- [Excerpted passage]
--- start ---

Decision Under Review

[7]               The Board found that the applicant’s claim was based on her membership in a particular social group, that group being women facing gender-related violence.  However, the Board found that, on the basis of the entirety of evidence before it, adequate state protection was available to the applicant if she were to return to Mexico today.

 

[8]               The Board accepted that the applicant was in an unfortunate situation and that she reported the threats from the police on two occasions.  The Board rejected the applicant’s explanation that she did not report the continued incidents to police because they did nothing in response to her first two complaints.  When the applicant made complaints, the Board found that the police reacted appropriately by issuing a summons.  The applicant’s failure to seek further help after 2006 was inconsistent with a subjective fear and the foreclosed the opportunity of the state to offer her protection.

 

[9]               After a review of the recourse available to women similarly situated in Mexico, the Board concluded that the applicant had failed to take reasonable steps to seek protection in Mexico and had not rebutted the presumption of state protection with clear and convincing evidence.

 

Analysis

[10]           The core of the applicant’s argument is two fold; first that the Board erred in considering that the applicant could have gone to other organizations for assistance.  Counsel argues that these institutions are not “avenues of protection” and their existence does not stand as a surrogate for the police; Zepeda v Canada (Minister of Citizenship and Immigration) [2009] 1 FCR 237, 2008 FC 491.  The applicant also contends that the failure of the police to do anything beyond issuing summonses does not meet the standard of adequate state protection; Perez Mendoza v Canada (Citizenship and Immigration), 2010 FC 119.

--- end ---

- [Dataset section]
--- start ---

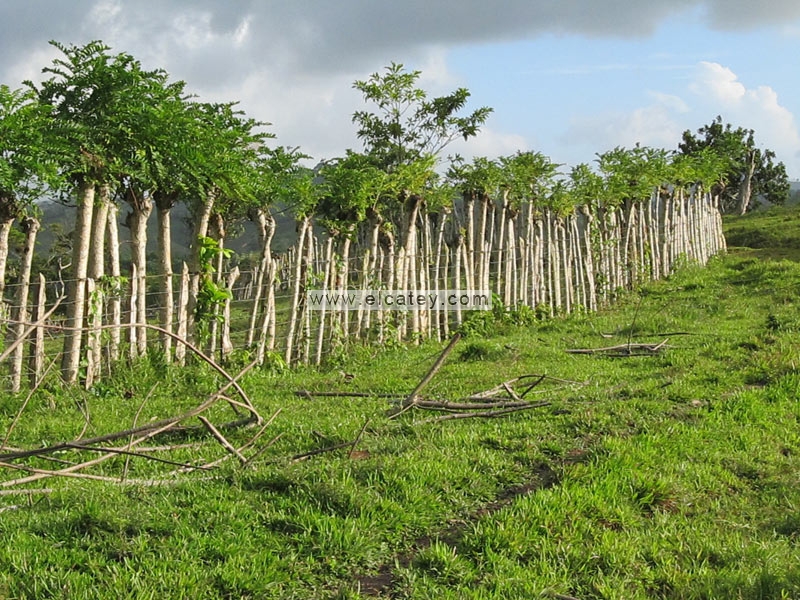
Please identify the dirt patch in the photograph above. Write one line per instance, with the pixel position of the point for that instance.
(381, 584)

--- end ---

- [Set problem]
Give every year that appears in the ruling excerpt, in the order the years first appear. Use only the ruling excerpt to respond.

- [Written solution]
2006, 2009, 2008, 2010